══ RECORDS FOR PROCESSING ══
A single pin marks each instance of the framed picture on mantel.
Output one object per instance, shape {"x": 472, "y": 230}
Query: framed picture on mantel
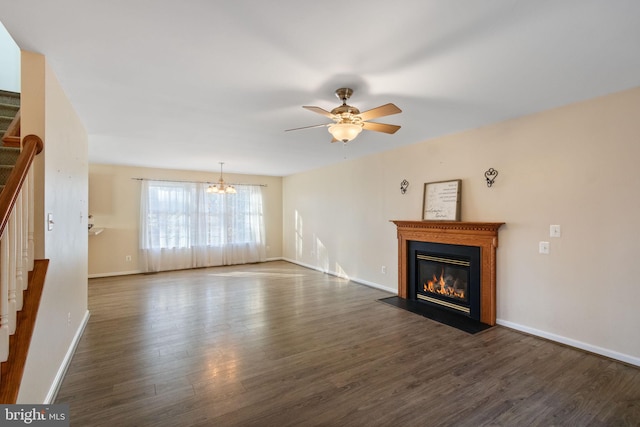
{"x": 441, "y": 201}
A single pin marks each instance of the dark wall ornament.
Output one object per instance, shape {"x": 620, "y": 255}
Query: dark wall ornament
{"x": 490, "y": 175}
{"x": 403, "y": 186}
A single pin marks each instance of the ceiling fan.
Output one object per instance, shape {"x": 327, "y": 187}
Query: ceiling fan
{"x": 348, "y": 121}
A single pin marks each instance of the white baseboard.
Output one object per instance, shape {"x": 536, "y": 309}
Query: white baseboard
{"x": 128, "y": 273}
{"x": 343, "y": 276}
{"x": 572, "y": 343}
{"x": 119, "y": 273}
{"x": 57, "y": 381}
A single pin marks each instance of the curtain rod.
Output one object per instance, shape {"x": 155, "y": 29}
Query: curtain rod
{"x": 196, "y": 182}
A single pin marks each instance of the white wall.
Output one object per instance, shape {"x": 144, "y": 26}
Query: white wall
{"x": 10, "y": 60}
{"x": 61, "y": 180}
{"x": 574, "y": 166}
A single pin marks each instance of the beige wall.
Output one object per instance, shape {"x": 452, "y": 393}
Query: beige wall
{"x": 114, "y": 202}
{"x": 62, "y": 165}
{"x": 574, "y": 166}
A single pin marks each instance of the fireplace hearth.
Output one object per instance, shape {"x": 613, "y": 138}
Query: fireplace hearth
{"x": 446, "y": 276}
{"x": 450, "y": 266}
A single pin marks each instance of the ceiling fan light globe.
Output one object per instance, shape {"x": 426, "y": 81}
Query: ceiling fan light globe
{"x": 345, "y": 132}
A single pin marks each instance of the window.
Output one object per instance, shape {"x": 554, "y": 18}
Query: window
{"x": 183, "y": 226}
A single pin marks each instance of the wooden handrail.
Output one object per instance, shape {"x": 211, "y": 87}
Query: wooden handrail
{"x": 31, "y": 145}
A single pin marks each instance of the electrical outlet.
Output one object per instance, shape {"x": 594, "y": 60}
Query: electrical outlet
{"x": 544, "y": 248}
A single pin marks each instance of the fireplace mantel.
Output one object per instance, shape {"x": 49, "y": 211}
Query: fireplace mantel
{"x": 481, "y": 234}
═══
= EXERCISE =
What is needed is an exact copy of the lines above, from the one containing "A single pin marks each instance of the fireplace hearth." through the one containing "A single pin marks each instance of the window.", with nothing added.

= SOLUTION TO THE PROBLEM =
A single pin marks each instance of the fireplace hearth.
Output one object per instance, shape {"x": 613, "y": 138}
Query: fireplace hearth
{"x": 446, "y": 276}
{"x": 450, "y": 266}
A single pin marks each instance of the ceiling fan light globe.
Output one object per instance, shape {"x": 426, "y": 81}
Query: ceiling fan light globe
{"x": 345, "y": 132}
A single pin marks each instance of the window.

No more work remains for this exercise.